● **Record extracts**:
# # #

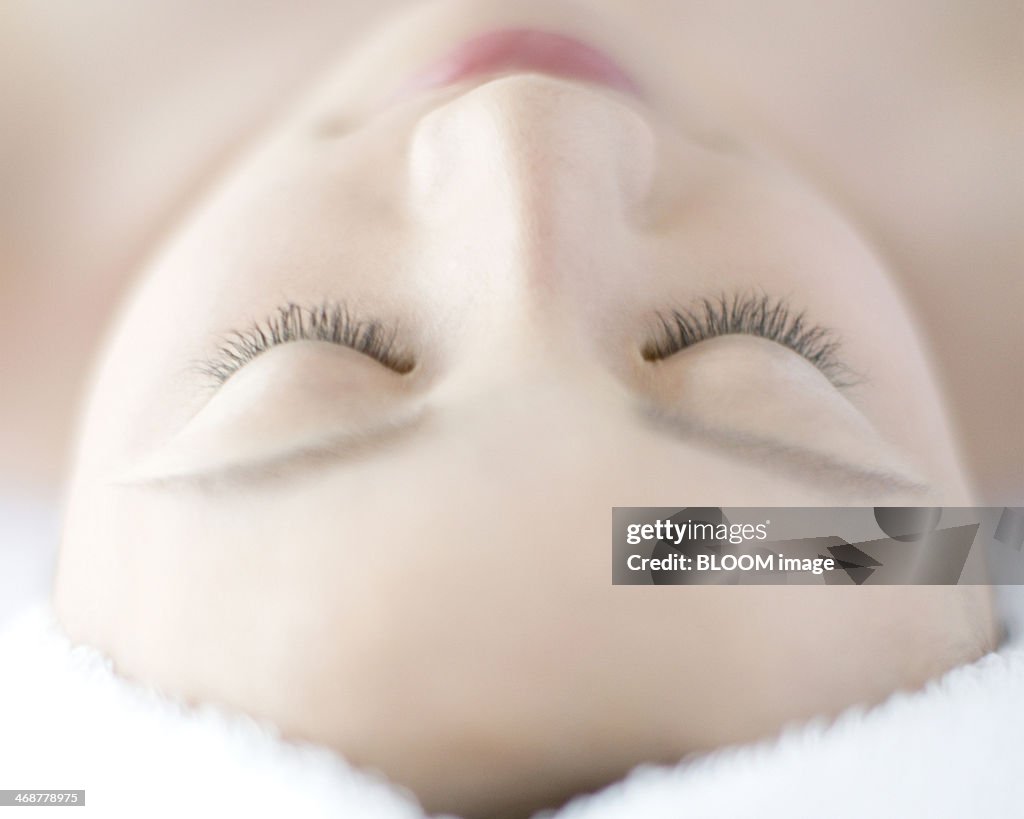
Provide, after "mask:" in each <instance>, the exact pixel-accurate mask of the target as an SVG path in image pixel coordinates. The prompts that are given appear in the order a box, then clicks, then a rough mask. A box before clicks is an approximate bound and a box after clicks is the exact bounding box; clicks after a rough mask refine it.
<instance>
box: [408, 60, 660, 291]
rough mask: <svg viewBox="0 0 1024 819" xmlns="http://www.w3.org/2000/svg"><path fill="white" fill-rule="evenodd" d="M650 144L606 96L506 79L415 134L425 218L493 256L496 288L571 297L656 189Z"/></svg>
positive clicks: (488, 271)
mask: <svg viewBox="0 0 1024 819" xmlns="http://www.w3.org/2000/svg"><path fill="white" fill-rule="evenodd" d="M651 143H652V138H651V135H650V131H649V128H647V126H646V124H645V123H644V122H643V121H642V120H641V119H640V118H639V116H638V115H636V114H635V113H634V112H633V111H632V110H630V109H629V107H628V106H627V105H626V104H625V103H624V102H622V101H620V100H617V99H615V98H614V97H611V96H609V95H608V94H606V93H602V92H599V91H596V90H591V89H586V88H583V87H582V86H579V85H578V84H571V83H566V82H564V81H560V80H555V79H553V78H547V77H539V76H531V75H525V76H513V77H507V78H503V79H500V80H495V81H492V82H489V83H486V84H484V85H482V86H480V87H478V88H475V89H473V90H471V91H469V92H467V93H465V94H462V95H460V96H458V97H456V98H455V99H453V100H451V101H449V102H446V103H444V104H442V105H440V106H438V107H437V109H435V110H433V111H432V112H430V113H429V114H428V115H427V116H426V117H424V118H423V119H422V120H421V121H420V122H419V123H418V124H417V126H416V127H415V129H414V133H413V138H412V145H411V149H410V155H409V156H410V177H411V187H412V197H411V199H412V201H413V203H414V210H415V212H416V213H415V216H416V218H419V219H422V220H423V221H424V222H425V223H426V224H427V225H428V226H429V229H430V230H431V231H432V232H433V235H434V238H435V239H437V240H440V241H443V240H444V239H445V238H446V239H447V240H449V242H450V243H451V244H452V245H453V246H456V247H458V248H460V249H461V250H462V251H463V252H465V251H467V250H469V249H474V250H475V252H476V254H477V257H478V258H480V259H487V260H488V264H487V270H486V273H480V274H487V275H489V276H490V277H492V278H493V279H494V281H492V282H489V283H488V285H489V286H490V287H492V288H493V289H495V291H496V292H501V291H506V290H508V289H512V290H515V291H518V292H520V293H522V292H526V293H531V294H532V297H534V298H541V299H546V300H551V299H557V298H559V297H560V296H564V295H571V291H573V290H579V289H580V287H581V286H583V285H586V284H587V282H586V281H585V279H586V277H587V276H591V277H593V276H597V275H599V274H600V273H601V261H602V259H603V258H605V257H606V254H605V253H604V252H603V251H604V250H606V249H607V247H608V246H609V245H614V244H615V243H620V244H621V243H622V242H623V241H625V240H626V239H627V236H628V233H629V214H630V212H631V211H632V210H634V209H635V208H636V207H637V205H638V203H639V202H640V201H641V200H642V199H643V197H644V193H645V192H646V190H647V189H648V187H649V183H650V176H651V170H652V155H653V149H652V144H651ZM507 259H515V260H516V262H517V263H516V264H515V265H503V264H502V263H501V262H502V260H507ZM501 276H507V278H506V279H505V281H501V279H500V277H501ZM454 284H455V283H454ZM591 284H593V283H591Z"/></svg>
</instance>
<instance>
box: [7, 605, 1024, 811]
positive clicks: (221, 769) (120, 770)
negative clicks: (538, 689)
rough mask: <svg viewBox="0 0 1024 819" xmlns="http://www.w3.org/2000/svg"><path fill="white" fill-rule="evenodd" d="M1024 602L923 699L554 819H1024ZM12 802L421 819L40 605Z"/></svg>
mask: <svg viewBox="0 0 1024 819" xmlns="http://www.w3.org/2000/svg"><path fill="white" fill-rule="evenodd" d="M1021 592H1022V590H1017V589H1015V590H1004V603H1005V610H1006V621H1007V628H1008V633H1009V637H1008V640H1007V642H1006V643H1005V644H1004V645H1002V646H1001V647H1000V649H999V650H998V651H997V652H994V653H992V654H989V655H988V656H986V657H984V658H982V659H980V660H979V661H978V662H975V663H972V664H970V665H966V666H963V667H959V669H955V670H953V671H951V672H949V673H948V674H947V675H945V676H944V677H942V678H941V679H939V680H936V681H934V682H932V683H931V684H930V685H928V686H927V687H926V688H925V689H924V690H922V691H918V692H914V693H899V694H896V695H894V696H892V697H891V698H890V699H889V700H887V701H886V702H885V703H883V704H881V705H879V706H877V707H873V708H870V709H864V708H852V709H850V710H848V712H846V713H845V714H844V715H842V716H841V717H840V718H839V719H838V720H836V721H835V722H833V723H830V724H826V723H825V722H823V721H821V722H814V723H811V724H808V725H803V726H799V727H794V728H791V729H787V730H786V731H784V732H783V733H782V734H781V735H780V736H779V737H777V738H775V739H773V740H771V741H766V742H762V743H759V744H756V745H748V746H742V747H735V748H727V749H723V750H720V751H717V752H715V753H711V755H707V756H703V757H700V758H696V759H694V760H689V761H683V762H682V763H681V764H680V765H678V766H676V767H660V766H658V767H655V766H642V767H640V768H638V769H637V770H635V771H634V772H633V773H632V774H630V775H629V776H628V777H627V778H626V779H624V780H623V781H621V782H618V783H616V784H613V785H611V786H609V787H607V788H605V789H604V790H602V791H599V792H597V793H595V794H591V795H587V796H581V798H579V799H577V800H574V801H572V802H571V803H569V804H568V805H567V806H565V807H564V808H562V809H561V810H560V811H558V812H557V813H554V814H549V815H550V816H556V817H557V819H641V818H643V817H650V818H651V819H662V818H663V817H664V818H665V819H670V817H671V819H683V818H684V817H694V818H698V819H720V818H721V819H725V818H726V817H729V818H732V817H785V819H800V818H801V817H807V818H808V819H811V817H813V818H814V819H822V818H823V817H835V818H841V817H901V819H905V818H906V817H928V819H936V818H942V817H949V818H950V819H952V818H953V817H955V818H956V819H962V818H963V817H972V818H973V817H998V818H1000V819H1001V817H1008V818H1009V817H1024V595H1022V594H1021ZM0 788H36V789H54V788H65V789H83V788H84V789H85V791H86V805H85V808H84V811H85V812H86V813H85V815H87V816H88V815H92V816H97V817H122V816H124V817H127V816H132V817H135V816H146V817H165V816H166V817H170V816H174V817H178V816H185V815H188V816H201V817H202V816H249V817H274V819H278V818H279V817H282V816H296V817H304V819H316V818H317V817H345V818H346V819H348V818H349V817H352V818H355V817H374V818H375V819H376V818H377V817H379V818H380V819H410V818H413V819H422V817H423V813H422V812H421V810H420V808H419V806H418V805H417V804H416V802H415V800H414V799H413V798H412V796H411V795H410V794H408V793H407V792H403V791H402V790H401V789H400V788H396V787H394V786H393V785H391V784H389V783H387V782H386V781H385V780H384V779H383V778H382V777H379V776H375V775H373V774H369V773H366V772H361V771H356V770H354V769H353V768H351V767H349V766H348V765H346V764H345V762H344V761H343V760H342V759H341V758H340V757H338V756H337V755H335V753H333V752H331V751H329V750H326V749H323V748H317V747H313V746H309V745H300V744H295V743H290V742H285V741H283V740H281V739H280V738H279V737H278V736H276V735H275V733H274V731H273V730H272V728H271V727H269V726H266V725H262V724H259V723H257V722H255V721H253V720H249V719H247V718H244V717H240V716H237V715H229V714H225V713H223V712H221V710H220V709H218V708H214V707H210V706H204V707H199V708H189V707H186V706H184V705H181V704H180V703H177V702H175V701H174V700H173V699H171V698H168V697H165V696H162V695H160V694H158V693H156V692H154V691H152V690H150V689H145V688H143V687H141V686H138V685H134V684H131V683H128V682H125V681H123V680H121V679H120V678H118V677H117V676H116V675H114V673H113V671H112V669H111V664H110V663H109V662H108V661H106V660H105V659H104V658H103V657H101V656H100V655H99V654H98V653H97V652H95V651H92V650H90V649H87V648H82V647H72V646H71V645H70V644H69V643H68V641H67V640H66V639H65V638H63V636H62V635H61V634H60V631H59V629H58V628H57V627H56V626H55V623H54V621H53V619H52V615H51V614H50V612H49V610H48V608H47V607H46V606H43V605H40V606H37V607H35V608H33V609H30V610H28V611H26V612H24V613H23V614H20V615H19V616H17V617H16V618H14V619H13V620H12V621H11V622H9V623H8V624H7V626H6V627H5V628H4V629H3V631H2V632H0ZM61 815H63V814H61ZM73 815H76V816H79V815H82V814H73Z"/></svg>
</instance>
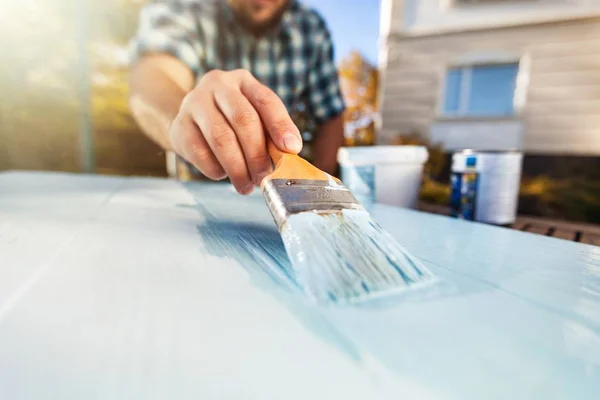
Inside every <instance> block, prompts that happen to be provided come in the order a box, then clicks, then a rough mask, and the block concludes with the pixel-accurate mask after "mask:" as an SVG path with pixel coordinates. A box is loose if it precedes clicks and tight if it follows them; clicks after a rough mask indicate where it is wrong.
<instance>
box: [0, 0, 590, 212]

# # #

● **What the exercise asks**:
The response must give every line from the material above that holds the string "order".

● **Answer section**:
Provide, after "mask:" in each <instance>, the exact pixel-accurate mask of the target as an SVG path in image pixel coordinates. The prompts that are given appear in the order a box, then clicks, then a rough mask. A box before clicks is an approximate bound and a box after clicks is the exact bounding box; clicks after a rough mask refine it.
Inside every <instance> block, prompts that happen to be provided come in the order a box, then clicks, then a rough mask, and the block concludes with the pixel-accurate mask after "mask:" as an SVG path with pixel coordinates. A box is loose if it precedes clicks and tight if it follows them; clicks after a rough mask indicate where it is wrong.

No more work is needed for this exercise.